Okuma metnine göre yol kenarında görülen her kavak insana neyi hatırlatır?

_Okuma Metni_

========

Eşya demişken bir de gündelik eşya meselesi var.  Hayatındaki bütün gündelik eşyalar seni o kadar esir aldı ki bir tuşla her şeyi halletmenin verdiği rahatlık bir taraftan ruhunu okşarken  bir taraftan da el yapımı ya da el emeği  sözünü duyduğun her şey sana değerli gelmeye başlamış. Günlük işlerini senin yerine yapan eşyalar ya da insanlar olduğu için vücudunun ihtiyacı olmayan kalori fazlasını spor salonlarında atmayı tek çare  olarak görmeye başlamışsın. Oradaki mekanik aletler sana boşluğa bakıp ritmik hareketlerle kalori harcayabilme olanağı sağladığı için bunu bir nimet olarak görüyorsun.  Çünkü aslında o kendi çarkı içinde monoton  bir seyir gösteren alet hızlı sandığın monoton  yaşantını metruk bir binaya çevirdiğinin farkında bile değilsin. Koşmak için bir koşu bandına gerek var mı diye düşünüyorum.  Doğa insana çevresinde olup biteni gözlemleyerek koşma imkânı vermişken neden bir makinenin üzerinde boşluğa bakarak formda kalmaya çalışıyorsun. Öyleyse durma çık yola! Yolculuk zihnini bedeninin alacağı yeni şekle adapte etme kaygısı ile bir kadavra gibi  ayni bandın üzerinde yürümekten daha iyidir. Her kaldırımın bir öyküsü vardır.  Her inşa edilen binanın yaşanmışlık geçmişi dış cephesine yansımıştır. Yol kenarında gördüğün her kavak sana mutlaka kavaklar şiirini hatırlatır. Belki mağara alegorisinden çıkmış ilk insan gibi doğanın seni hayrete düşürecek bir güzelliğine denk gelip şaşırma duygusunu iliklerine kadar hissedersin.  Bacaklarına kadar sarkan memeleri ile  yan yan koşan bir kopek görürsün belki. Yavrunu kucağına aldığın o ilk gün gelir aklına. Biliyorum evrende hiçbir şeyin yok olmadığını bilmek bazen boğucu bir kalabalıklaşma hissi veriyor  insana. Adeta ağzına kadar doldurulmuş bir çöp ev gibi. Aldığın nefes,  toprak altındaki fosil, buharlaşan su… Yeni aldığın eşya bile ham maddesinde geçmişin özlerini taşıyor. Her neyse bunların hepsi birer laf kalabalığı. Sen yine de bunları düşünme. Şaşırmak, gülmek ve mutlu olmak için bahaneler üret.

========

Sınır etiketleme öğeleri
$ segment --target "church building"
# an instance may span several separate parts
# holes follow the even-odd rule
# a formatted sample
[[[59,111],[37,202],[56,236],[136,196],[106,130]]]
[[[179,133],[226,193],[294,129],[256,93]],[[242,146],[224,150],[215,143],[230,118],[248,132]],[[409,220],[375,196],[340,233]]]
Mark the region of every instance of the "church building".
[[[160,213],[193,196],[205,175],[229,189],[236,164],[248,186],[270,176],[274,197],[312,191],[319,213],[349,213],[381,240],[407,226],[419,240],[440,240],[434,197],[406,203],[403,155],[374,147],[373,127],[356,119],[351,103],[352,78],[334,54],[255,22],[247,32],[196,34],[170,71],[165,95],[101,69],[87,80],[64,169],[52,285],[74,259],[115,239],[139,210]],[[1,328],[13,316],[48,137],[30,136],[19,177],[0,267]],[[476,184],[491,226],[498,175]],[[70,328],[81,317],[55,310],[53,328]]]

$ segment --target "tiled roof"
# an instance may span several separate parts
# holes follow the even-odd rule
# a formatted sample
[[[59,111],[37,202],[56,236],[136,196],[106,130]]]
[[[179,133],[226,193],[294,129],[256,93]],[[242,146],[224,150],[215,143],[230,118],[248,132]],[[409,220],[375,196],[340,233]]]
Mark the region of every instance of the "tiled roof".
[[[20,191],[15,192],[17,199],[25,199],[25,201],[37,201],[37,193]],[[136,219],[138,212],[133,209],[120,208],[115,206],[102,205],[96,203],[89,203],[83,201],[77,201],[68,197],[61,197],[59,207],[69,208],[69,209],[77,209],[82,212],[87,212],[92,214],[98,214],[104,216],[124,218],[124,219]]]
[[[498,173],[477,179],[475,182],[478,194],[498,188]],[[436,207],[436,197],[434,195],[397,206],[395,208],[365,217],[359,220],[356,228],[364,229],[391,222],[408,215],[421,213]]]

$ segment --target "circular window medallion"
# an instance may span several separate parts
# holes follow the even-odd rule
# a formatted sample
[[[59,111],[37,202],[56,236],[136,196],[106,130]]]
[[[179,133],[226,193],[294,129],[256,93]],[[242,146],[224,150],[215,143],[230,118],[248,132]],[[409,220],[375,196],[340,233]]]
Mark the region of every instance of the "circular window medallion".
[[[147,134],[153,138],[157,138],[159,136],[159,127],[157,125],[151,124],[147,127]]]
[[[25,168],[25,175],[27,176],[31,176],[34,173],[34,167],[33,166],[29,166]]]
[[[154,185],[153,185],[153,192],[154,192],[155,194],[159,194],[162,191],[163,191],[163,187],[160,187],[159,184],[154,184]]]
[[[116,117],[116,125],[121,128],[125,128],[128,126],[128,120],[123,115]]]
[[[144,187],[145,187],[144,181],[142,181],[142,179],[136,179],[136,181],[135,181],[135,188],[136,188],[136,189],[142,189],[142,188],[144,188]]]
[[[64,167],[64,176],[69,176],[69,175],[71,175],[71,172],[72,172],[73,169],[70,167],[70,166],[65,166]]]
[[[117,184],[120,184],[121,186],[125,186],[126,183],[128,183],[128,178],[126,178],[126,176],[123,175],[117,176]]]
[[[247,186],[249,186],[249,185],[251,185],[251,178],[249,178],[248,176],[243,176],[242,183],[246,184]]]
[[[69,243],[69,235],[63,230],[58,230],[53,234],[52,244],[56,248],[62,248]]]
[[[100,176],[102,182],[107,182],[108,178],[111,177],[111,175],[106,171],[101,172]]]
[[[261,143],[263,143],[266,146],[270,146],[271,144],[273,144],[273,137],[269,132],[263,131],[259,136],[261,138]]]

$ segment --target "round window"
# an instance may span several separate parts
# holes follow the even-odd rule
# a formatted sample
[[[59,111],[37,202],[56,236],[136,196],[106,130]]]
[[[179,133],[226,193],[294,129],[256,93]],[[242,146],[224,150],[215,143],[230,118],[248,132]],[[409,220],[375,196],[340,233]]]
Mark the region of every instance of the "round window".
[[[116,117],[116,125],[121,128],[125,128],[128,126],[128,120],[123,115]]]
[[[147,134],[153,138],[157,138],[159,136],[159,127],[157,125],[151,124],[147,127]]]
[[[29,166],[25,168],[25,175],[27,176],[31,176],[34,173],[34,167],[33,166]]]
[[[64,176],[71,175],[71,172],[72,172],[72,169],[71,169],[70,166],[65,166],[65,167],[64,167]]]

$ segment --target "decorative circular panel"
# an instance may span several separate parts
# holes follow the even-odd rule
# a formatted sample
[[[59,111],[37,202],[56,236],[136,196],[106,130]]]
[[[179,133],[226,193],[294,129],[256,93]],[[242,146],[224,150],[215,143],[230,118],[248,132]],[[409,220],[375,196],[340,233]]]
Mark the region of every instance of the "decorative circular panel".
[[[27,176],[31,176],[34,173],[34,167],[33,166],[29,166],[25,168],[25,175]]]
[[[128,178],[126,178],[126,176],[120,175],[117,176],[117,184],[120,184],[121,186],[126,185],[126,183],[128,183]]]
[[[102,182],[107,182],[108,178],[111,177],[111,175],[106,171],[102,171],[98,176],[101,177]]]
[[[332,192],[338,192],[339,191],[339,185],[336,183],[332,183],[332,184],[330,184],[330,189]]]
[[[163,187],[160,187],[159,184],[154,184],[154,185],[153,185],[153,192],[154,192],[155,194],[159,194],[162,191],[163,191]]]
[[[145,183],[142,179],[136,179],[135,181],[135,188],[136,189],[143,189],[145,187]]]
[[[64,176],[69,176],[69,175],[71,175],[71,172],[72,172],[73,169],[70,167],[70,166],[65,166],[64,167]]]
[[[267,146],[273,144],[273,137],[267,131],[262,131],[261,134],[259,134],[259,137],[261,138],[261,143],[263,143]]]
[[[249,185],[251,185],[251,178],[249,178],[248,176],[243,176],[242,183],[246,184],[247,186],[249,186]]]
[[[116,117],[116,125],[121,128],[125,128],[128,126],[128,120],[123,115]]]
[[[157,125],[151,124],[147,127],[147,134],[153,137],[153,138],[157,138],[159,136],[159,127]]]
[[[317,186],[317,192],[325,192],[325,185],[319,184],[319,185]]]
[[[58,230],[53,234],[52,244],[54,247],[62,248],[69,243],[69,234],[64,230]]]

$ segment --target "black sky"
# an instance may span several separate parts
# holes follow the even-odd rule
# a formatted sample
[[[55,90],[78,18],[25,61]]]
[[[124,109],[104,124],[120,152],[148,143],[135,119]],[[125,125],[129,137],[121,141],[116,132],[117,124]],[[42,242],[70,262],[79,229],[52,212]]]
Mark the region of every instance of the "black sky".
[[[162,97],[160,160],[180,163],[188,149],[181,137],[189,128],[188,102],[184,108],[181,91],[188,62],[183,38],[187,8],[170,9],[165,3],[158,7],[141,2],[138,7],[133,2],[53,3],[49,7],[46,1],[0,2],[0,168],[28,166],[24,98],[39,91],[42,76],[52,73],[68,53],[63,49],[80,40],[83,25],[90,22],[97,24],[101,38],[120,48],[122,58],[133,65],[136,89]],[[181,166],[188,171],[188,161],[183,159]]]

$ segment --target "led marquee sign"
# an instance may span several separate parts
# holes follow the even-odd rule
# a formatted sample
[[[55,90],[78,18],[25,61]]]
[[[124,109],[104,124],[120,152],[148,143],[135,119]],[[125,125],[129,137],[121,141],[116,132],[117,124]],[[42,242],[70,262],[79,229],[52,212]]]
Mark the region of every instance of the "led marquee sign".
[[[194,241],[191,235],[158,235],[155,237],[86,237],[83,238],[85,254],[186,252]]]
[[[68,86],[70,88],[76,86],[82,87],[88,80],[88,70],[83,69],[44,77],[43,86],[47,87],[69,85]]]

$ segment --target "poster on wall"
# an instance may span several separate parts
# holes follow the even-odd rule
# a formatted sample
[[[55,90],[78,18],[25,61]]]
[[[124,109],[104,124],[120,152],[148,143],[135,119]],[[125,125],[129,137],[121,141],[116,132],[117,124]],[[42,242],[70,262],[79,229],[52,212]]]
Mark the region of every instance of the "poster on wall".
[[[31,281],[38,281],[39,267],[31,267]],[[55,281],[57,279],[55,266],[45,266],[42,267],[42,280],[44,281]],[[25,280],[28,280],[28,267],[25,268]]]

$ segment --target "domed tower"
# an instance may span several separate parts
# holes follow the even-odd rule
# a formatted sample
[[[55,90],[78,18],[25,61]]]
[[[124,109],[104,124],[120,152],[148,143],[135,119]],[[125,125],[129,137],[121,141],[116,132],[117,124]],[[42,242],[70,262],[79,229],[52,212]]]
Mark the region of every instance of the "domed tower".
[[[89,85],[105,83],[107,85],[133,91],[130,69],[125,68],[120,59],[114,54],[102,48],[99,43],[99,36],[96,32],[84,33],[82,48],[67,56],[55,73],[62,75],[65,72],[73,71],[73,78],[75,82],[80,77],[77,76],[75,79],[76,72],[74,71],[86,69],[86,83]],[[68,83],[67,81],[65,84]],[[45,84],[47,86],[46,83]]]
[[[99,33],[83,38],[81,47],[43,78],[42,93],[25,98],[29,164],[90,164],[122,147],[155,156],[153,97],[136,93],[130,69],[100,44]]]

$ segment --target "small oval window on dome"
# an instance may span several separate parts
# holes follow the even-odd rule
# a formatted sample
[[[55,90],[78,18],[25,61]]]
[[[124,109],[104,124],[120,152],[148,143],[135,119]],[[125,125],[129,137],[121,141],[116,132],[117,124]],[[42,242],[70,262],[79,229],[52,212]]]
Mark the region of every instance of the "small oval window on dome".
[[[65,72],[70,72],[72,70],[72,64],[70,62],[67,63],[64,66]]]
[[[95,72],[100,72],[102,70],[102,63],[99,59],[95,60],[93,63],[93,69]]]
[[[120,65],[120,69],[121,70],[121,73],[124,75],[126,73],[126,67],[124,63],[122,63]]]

========

_Görev Yanıtı_
Kavaklar şiirini hatırlatır.